Return the full set of entries below exactly, leaving every image out.
==================================================
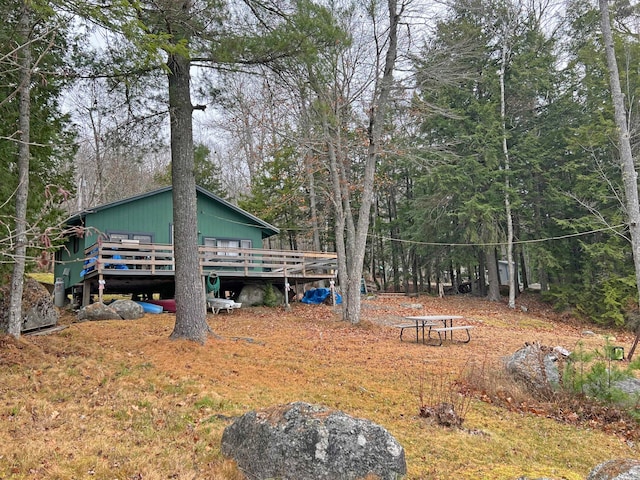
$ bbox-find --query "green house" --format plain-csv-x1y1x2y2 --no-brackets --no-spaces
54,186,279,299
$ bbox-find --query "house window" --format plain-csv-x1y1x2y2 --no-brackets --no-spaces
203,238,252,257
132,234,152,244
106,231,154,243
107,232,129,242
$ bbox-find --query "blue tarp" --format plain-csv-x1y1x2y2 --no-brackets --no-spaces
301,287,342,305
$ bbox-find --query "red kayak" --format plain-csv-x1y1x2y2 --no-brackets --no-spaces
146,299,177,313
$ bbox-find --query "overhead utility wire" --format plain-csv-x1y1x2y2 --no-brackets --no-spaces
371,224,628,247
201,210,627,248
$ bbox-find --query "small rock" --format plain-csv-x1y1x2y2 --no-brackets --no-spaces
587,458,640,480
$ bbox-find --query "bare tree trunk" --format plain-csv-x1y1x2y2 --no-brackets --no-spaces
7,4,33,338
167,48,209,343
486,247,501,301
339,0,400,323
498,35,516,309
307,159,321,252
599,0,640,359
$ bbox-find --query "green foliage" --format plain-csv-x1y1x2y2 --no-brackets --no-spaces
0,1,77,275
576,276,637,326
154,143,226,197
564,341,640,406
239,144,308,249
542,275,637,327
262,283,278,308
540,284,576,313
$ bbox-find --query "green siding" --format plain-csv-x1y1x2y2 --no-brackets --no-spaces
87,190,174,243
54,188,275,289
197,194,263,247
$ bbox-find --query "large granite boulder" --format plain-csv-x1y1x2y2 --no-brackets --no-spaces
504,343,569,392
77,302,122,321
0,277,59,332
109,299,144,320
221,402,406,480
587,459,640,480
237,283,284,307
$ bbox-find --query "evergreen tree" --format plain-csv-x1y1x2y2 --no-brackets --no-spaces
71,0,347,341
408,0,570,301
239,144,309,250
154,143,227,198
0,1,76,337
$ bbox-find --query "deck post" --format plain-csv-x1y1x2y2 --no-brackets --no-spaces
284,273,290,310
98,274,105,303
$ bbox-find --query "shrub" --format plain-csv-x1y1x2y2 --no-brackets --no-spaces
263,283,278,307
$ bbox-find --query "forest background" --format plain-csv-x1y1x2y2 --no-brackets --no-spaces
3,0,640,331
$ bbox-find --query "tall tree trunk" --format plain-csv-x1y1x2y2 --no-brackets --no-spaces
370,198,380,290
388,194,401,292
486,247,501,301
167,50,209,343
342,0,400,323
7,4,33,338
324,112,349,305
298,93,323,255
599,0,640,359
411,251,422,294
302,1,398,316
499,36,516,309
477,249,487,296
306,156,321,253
==================================================
*Expected answer*:
$ bbox-find --query "green house" --format plain-csv-x1y1x2y2 --no-brackets --no-spaces
54,186,279,299
$ bbox-find --query "house window" --format plain-csv-x1y1x2y2 --no-brackets --no-spaces
203,238,252,257
132,234,152,244
106,231,154,243
107,232,129,242
$ bbox-find --query "blue tarp" --format plain-csv-x1y1x2y2 --no-brackets --no-spaces
301,287,342,305
$ bbox-find --query "red kayak" --format plain-csv-x1y1x2y2 --no-brackets --no-spaces
146,299,177,313
$ bbox-find --query "overhead utility wire" --format plain-csv-x1y1x2y2 --no-brackets --no-spaces
371,224,628,247
201,210,627,248
$ bbox-find --query "small rock" --format plain-csv-x1y1x2y2 --no-brackets --no-spaces
587,458,640,480
$ bbox-find --query "bare tree trunk" --format plain-csv-x1y1x2y2 --no-brackets --no-spaces
7,4,33,338
167,48,209,343
486,247,501,301
339,0,400,323
498,35,516,309
307,159,321,252
599,0,640,359
$ bbox-find --query "green foliage" --format plain-csv-x1y1x2y2 --no-brackets --no-spaces
0,1,77,275
576,276,637,326
154,143,226,197
564,341,640,406
239,144,308,249
542,275,637,327
262,283,278,308
540,284,576,313
$ bbox-find --query "green siding" --format plain-csv-x1y1x2y2 --no-brackets --no-spaces
87,190,174,243
54,188,275,289
197,194,263,247
$ bbox-find --query "large granite boulder" --format plain-csv-x1y1x2y2 --no-brackets --no-spaces
504,343,569,392
77,302,122,321
0,277,59,332
109,299,144,320
221,402,406,480
587,459,640,480
237,283,284,307
$ bbox-find --query "evergreen tree" --format plain-csv-x1y1x2y2 --no-brackets --no-spaces
71,0,347,341
408,0,570,301
239,144,309,250
154,143,227,198
0,1,76,337
$ bbox-find --query "deck post" --format plain-csv-x1y1x2y2 --no-brackets --no-spaces
284,273,290,310
98,274,105,303
$ bbox-find --query "shrub" --format plain-csv-x1y1x2y2 --no-brackets --no-spaces
263,283,278,307
$ bbox-find --query "forest background" --format plain-csv-x1y1x2y2 --no-brackets --no-spaces
3,0,640,331
$ bbox-find --query "tall tree trunk" --format plain-csv-x1y1x2y2 --no-brackets --no-spaces
370,198,380,290
388,194,401,292
486,247,501,301
167,50,209,343
342,0,400,323
7,4,33,338
324,112,349,305
298,93,323,255
599,0,640,359
411,251,422,294
302,1,398,316
499,36,516,309
477,249,487,296
306,156,321,253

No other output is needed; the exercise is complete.